* The exercise *
Can you render the items from the line containing "as [[169, 13]]." through the last item as a Markdown table, with one column headed No. for the row number and one headed Line for the text, leaving out blank lines?
====== Dataset records ======
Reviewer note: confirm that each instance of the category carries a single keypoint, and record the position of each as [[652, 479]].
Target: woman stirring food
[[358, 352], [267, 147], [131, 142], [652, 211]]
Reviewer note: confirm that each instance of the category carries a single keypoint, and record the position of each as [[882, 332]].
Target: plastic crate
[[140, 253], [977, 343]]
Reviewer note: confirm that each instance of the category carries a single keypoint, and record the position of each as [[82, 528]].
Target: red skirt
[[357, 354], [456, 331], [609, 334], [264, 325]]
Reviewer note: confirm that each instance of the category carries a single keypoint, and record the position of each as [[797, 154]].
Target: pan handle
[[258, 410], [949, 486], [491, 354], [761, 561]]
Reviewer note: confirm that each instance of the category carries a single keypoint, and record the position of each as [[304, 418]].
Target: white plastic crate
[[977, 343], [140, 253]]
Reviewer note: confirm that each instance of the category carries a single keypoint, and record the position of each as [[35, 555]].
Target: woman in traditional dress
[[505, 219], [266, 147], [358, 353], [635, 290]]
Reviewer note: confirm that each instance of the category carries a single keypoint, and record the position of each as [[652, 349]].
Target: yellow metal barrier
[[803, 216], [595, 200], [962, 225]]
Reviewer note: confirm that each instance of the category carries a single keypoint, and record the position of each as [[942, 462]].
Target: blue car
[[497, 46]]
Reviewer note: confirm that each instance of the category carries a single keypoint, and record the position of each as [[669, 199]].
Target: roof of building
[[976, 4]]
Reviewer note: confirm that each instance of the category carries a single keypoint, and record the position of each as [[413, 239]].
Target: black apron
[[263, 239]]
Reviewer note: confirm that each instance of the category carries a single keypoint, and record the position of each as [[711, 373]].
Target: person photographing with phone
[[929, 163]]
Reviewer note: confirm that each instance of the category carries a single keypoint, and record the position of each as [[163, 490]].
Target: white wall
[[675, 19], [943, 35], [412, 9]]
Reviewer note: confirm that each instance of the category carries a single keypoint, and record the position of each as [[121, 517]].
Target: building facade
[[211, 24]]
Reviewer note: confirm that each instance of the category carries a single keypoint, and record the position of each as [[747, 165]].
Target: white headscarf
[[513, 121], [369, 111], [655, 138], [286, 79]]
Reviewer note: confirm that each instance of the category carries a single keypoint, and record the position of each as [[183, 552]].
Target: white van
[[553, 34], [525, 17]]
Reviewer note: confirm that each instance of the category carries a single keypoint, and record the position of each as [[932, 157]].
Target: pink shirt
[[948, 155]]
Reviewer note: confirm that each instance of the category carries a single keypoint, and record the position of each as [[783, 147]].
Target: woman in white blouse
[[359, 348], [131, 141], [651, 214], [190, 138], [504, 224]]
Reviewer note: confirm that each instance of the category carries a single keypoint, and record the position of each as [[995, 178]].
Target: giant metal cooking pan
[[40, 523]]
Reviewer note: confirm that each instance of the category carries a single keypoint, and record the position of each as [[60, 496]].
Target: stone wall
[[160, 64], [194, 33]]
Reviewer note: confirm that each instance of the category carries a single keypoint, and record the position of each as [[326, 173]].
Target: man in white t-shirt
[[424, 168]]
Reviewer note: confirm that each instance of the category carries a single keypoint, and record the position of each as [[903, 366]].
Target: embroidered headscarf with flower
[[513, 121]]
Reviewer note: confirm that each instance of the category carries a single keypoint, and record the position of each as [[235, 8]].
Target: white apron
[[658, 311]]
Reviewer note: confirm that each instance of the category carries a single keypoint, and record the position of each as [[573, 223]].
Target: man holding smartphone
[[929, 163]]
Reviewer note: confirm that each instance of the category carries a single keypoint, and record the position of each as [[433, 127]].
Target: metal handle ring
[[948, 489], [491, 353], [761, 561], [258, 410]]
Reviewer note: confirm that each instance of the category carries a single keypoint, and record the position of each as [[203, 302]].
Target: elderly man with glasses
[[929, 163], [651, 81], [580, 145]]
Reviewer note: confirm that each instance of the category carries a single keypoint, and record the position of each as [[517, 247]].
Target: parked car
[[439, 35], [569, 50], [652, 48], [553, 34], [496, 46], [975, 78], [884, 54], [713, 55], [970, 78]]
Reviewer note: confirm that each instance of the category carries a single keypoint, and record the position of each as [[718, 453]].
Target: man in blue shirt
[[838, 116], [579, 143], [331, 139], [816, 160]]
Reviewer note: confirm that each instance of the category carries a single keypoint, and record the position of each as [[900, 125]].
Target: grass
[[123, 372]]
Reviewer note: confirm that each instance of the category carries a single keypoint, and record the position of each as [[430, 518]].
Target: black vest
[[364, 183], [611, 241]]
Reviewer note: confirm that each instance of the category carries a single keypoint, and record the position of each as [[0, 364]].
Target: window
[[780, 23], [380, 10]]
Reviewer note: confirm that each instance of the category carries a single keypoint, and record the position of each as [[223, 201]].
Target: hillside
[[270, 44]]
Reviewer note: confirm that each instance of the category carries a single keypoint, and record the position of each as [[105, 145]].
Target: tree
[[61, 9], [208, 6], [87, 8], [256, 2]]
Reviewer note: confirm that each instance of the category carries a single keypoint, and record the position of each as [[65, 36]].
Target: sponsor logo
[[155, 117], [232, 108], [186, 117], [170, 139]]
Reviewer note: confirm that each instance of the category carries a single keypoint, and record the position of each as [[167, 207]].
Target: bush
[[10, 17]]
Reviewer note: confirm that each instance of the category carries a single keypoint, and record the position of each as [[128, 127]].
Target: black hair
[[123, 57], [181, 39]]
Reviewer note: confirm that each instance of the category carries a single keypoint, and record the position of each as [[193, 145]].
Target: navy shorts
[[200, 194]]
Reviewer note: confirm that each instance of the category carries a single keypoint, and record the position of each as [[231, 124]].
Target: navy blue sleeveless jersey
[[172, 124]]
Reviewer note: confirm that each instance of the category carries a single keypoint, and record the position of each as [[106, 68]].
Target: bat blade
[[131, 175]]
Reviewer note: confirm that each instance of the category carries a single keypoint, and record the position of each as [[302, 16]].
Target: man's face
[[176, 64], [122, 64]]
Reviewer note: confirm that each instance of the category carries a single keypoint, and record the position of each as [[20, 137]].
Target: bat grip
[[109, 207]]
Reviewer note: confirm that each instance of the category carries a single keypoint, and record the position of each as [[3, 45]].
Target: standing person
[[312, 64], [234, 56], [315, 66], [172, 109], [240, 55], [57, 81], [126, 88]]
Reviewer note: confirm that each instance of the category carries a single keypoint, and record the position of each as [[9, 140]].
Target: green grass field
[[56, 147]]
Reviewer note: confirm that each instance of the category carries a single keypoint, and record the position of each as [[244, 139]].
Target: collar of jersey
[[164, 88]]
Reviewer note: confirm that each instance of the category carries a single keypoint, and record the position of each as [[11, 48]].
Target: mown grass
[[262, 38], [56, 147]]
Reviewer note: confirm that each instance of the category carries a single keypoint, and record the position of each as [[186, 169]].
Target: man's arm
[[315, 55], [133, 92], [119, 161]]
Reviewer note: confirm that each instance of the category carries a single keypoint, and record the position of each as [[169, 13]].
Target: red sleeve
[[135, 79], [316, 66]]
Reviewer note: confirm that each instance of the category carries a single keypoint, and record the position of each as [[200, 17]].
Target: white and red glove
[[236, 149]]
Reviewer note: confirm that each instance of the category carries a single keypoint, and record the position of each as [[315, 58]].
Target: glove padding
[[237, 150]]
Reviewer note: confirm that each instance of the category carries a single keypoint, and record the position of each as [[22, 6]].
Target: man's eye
======
* Right answer *
| No. | Line |
|---|---|
| 1 | Reviewer note: confirm that each instance of the category carries a single keypoint, and record the position of each as [[169, 13]]. |
| 2 | Target: red sleeve |
| 3 | [[135, 79], [316, 66]] |
| 4 | Reviewer note: confirm that each instance of the category carries a single keypoint, and record the position of each as [[200, 17]]. |
| 5 | Target: white and red glove |
| 6 | [[236, 149]] |
| 7 | Reviewer note: confirm that each instance of the category carries a single keypoint, and record the position of each as [[315, 58]]. |
| 8 | Target: glove padding |
| 9 | [[237, 150]] |
| 10 | Reviewer note: confirm that each instance of the category carries a single keypoint, and record the position of each as [[22, 6]]. |
| 11 | Target: man's eye |